┌─ Passage given
On the intercept materials contained in the depositions it would appear you and Katsoulis [sic] were equally involved in the planning.

  1. This concession by the respondent means that this is one of those possibly rare cases where a belated application for reinstatement of an appeal should succeed.  In the circumstances, it would not be just to refuse to allow the applicant to raise the issue of parity following this Court’s re-sentencing of the co-offender.

  1. As was pointed out in the judgment of Redlich JA in Katsoulas, the conspiracy count related to ‘premises of persons unknown’.[4]  The reason for reducing the sentence in the conspiracy count was stated by Redlich JA as follows:

It was accepted that his Honour had been encouraged to impose a sentence on the conspiracy on the basis that the appellant and his co-offender had contemplated committing burglaries at other identifiable premises during the conspiracy period other than those covered by the substantive counts as well as unknown premises that they intended to burgle on the 9 February.  The respondent acknowledged that the identifiable premises fell outside the terms of the conspiracy count and that it only applied to the contemplated burglaries on 9 February.  For these reasons the respondent conceded that the sentence on the conspiracy was too high.  It was submitted that one of the burglaries should be the base sentence on re-sentencing the appellant.[5]

[4]Ibid [4].

[5]Ibid [8].

  1. The same wording was used in the applicant’s charge of conspiracy.  Yet, in opening the Crown’s case against the applicant, the prosecutor had, when describing the facts of the conspiracy count, also referred to recorded discussions between the applicant and his co-offender concerning burglaries at identified addresses.  Thus, the same error occurred.  This means that the sentencing discretion is re-opened.

  1. In the circumstances, it is not necessary to refer to the background and particular circumstances of the applicant which have been set out in quite some detail by the learned sentencing judge in his sentencing remarks.  I note, however, that his Honour did make reference to the fact that much of the applicant’s criminal behaviour including past drug offences had been directed at financially funding his gambling.

  1. It is also unnecessary to set out the particular circumstances of the offences which are again detailed in his Honour’s sentencing remarks.  However, it should be noted, as his Honour did, that the conduct involved in those offences involved detailed planning, victim surveillance, invasion of peoples’ homes with the potential for considerable financial gain for himself and his co-offender.  Also, the planning involved deliberately targeting premises of people of Indian, Sri Lankan and other Asian ethnic backgrounds in the belief that the cultural practices of those people meant that they were likely to have gold and jewellery on their premises.
└─
┌─ Available data
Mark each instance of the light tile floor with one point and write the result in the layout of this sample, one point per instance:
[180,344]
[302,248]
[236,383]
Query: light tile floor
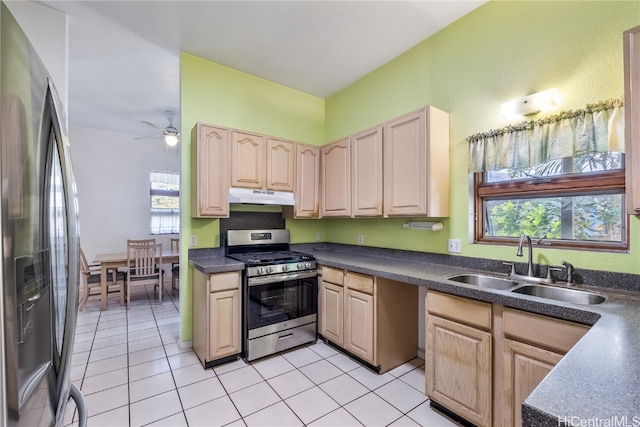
[133,373]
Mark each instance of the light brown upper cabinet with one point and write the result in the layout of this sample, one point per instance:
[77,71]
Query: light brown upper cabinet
[262,162]
[247,160]
[307,185]
[281,156]
[366,173]
[336,179]
[416,164]
[210,171]
[632,118]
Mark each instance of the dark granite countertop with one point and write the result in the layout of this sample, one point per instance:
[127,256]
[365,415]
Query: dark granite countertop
[599,379]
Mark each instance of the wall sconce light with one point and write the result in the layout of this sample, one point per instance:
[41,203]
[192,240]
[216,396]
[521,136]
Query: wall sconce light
[430,225]
[531,104]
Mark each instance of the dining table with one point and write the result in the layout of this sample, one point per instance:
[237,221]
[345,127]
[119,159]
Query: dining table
[117,260]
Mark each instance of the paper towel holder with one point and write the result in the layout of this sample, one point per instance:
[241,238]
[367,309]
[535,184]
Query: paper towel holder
[424,225]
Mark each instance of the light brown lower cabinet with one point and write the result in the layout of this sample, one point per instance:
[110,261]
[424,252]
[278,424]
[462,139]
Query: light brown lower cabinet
[373,318]
[332,313]
[532,345]
[359,324]
[483,360]
[216,316]
[458,361]
[524,367]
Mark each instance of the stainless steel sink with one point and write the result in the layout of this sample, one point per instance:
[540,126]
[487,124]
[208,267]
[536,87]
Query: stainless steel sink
[573,296]
[483,281]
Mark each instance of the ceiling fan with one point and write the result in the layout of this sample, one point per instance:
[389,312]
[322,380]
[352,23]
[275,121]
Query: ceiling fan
[170,133]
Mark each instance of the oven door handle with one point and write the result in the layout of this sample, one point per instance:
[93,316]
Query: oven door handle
[255,281]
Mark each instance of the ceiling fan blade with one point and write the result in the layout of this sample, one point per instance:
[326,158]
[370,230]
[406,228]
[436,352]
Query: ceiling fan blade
[149,137]
[152,125]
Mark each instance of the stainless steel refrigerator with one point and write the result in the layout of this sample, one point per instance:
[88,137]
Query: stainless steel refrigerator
[40,241]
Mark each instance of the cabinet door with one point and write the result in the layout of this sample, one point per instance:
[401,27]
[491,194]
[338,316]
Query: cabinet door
[332,315]
[405,167]
[524,367]
[247,160]
[211,163]
[359,336]
[416,164]
[458,369]
[366,173]
[224,323]
[281,157]
[632,118]
[307,181]
[336,179]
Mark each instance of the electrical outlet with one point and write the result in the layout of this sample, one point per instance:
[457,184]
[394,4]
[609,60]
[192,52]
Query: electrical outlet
[454,246]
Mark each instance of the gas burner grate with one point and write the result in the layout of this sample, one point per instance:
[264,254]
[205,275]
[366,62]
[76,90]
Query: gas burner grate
[254,258]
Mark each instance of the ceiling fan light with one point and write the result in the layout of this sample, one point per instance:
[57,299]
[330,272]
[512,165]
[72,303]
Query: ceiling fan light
[171,140]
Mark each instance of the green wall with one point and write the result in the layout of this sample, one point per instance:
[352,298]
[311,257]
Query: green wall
[501,51]
[213,93]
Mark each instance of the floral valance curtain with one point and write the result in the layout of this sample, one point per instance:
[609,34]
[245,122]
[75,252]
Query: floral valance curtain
[596,128]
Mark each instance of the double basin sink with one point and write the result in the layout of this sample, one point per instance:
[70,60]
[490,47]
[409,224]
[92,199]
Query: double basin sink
[569,295]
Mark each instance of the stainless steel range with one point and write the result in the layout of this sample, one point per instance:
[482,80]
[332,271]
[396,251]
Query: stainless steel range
[279,294]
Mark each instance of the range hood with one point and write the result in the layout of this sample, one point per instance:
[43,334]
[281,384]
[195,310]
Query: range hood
[261,197]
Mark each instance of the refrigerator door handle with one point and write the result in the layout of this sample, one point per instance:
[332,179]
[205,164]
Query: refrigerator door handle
[81,405]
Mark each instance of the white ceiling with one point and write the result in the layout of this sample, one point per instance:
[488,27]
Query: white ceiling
[124,56]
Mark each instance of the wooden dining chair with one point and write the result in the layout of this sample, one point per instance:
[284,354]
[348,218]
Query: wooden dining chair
[143,269]
[175,267]
[131,242]
[92,278]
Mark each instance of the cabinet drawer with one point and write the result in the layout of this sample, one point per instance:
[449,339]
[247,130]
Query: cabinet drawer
[463,310]
[359,282]
[224,281]
[547,332]
[332,275]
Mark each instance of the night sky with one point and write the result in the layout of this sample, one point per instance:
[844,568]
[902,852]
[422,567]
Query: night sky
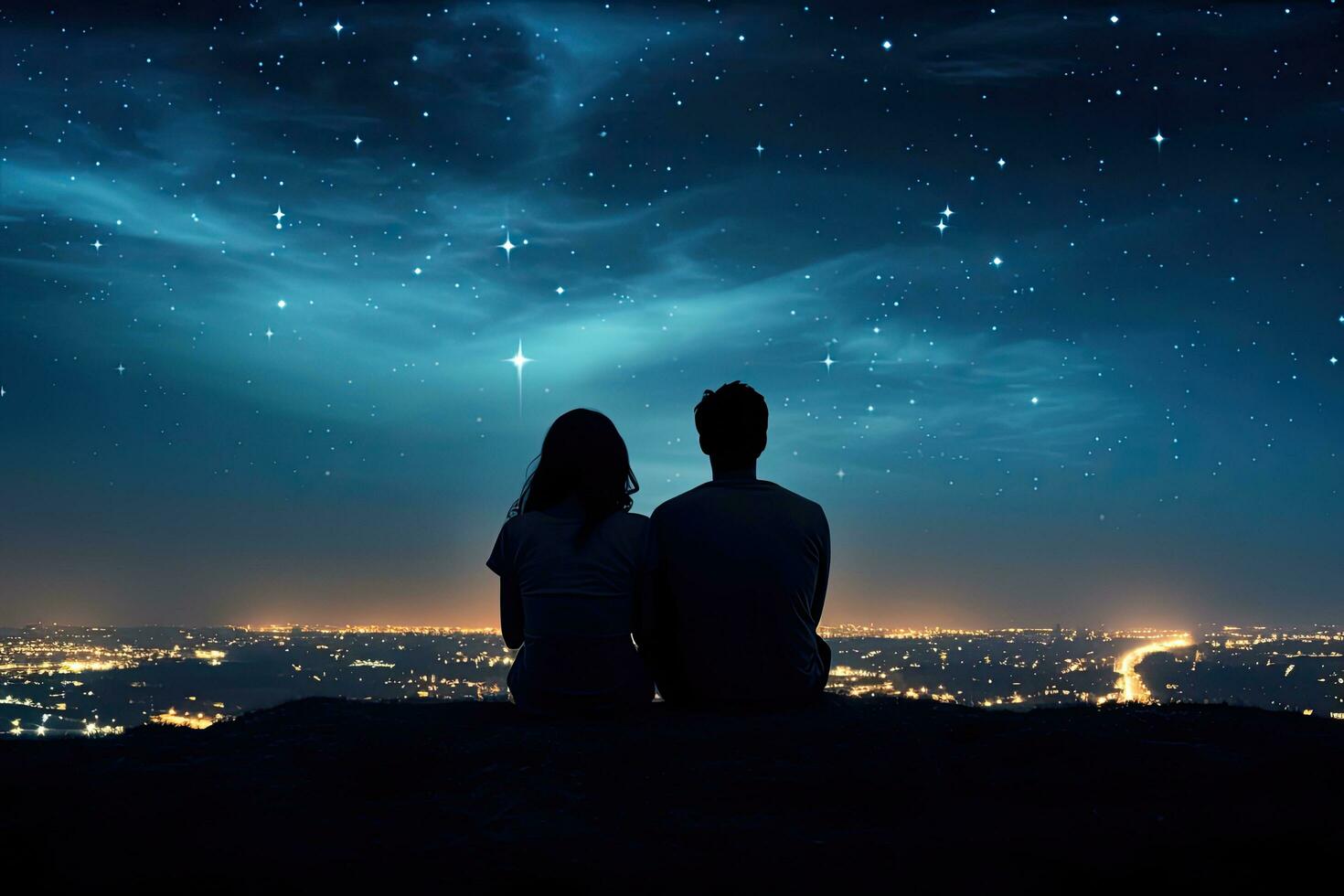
[262,275]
└─
What this exercise asks ::
1. In the judgment excerpt, swap "respondent" for "prosecution" and write out the passage between "It was accepted" and "[4]Ibid [4].", inclusive.
2. Please output the records from the line holding "Mark each instance of the cabinet drawer" through the end of the records, both ends included, leaving out the pictures.
The judgment excerpt and the records are unrelated to each other.

Replies ::
1.
It was accepted that his Honour had been encouraged to impose a sentence on the conspiracy on the basis that the appellant and his co-offender had contemplated committing burglaries at other identifiable premises during the conspiracy period other than those covered by the substantive counts as well as unknown premises that they intended to burgle on the 9 February.  The prosecution acknowledged that the identifiable premises fell outside the terms of the conspiracy count and that it only applied to the contemplated burglaries on 9 February.  For these reasons the prosecution conceded that the sentence on the conspiracy was too high.  It was submitted that one of the burglaries should be the base sentence on re-sentencing the appellant.[5]

[4]Ibid [4].

2.
Mark each instance of the cabinet drawer with one point and write the result in the layout of this sample, one point per instance:
[449,339]
[247,130]
Query: cabinet drawer
[463,310]
[359,282]
[224,281]
[547,332]
[332,275]
Mark each instance of the night sky with one point and write the result in the layout of this sample, one point per instance:
[844,568]
[902,852]
[422,567]
Query: night sky
[262,275]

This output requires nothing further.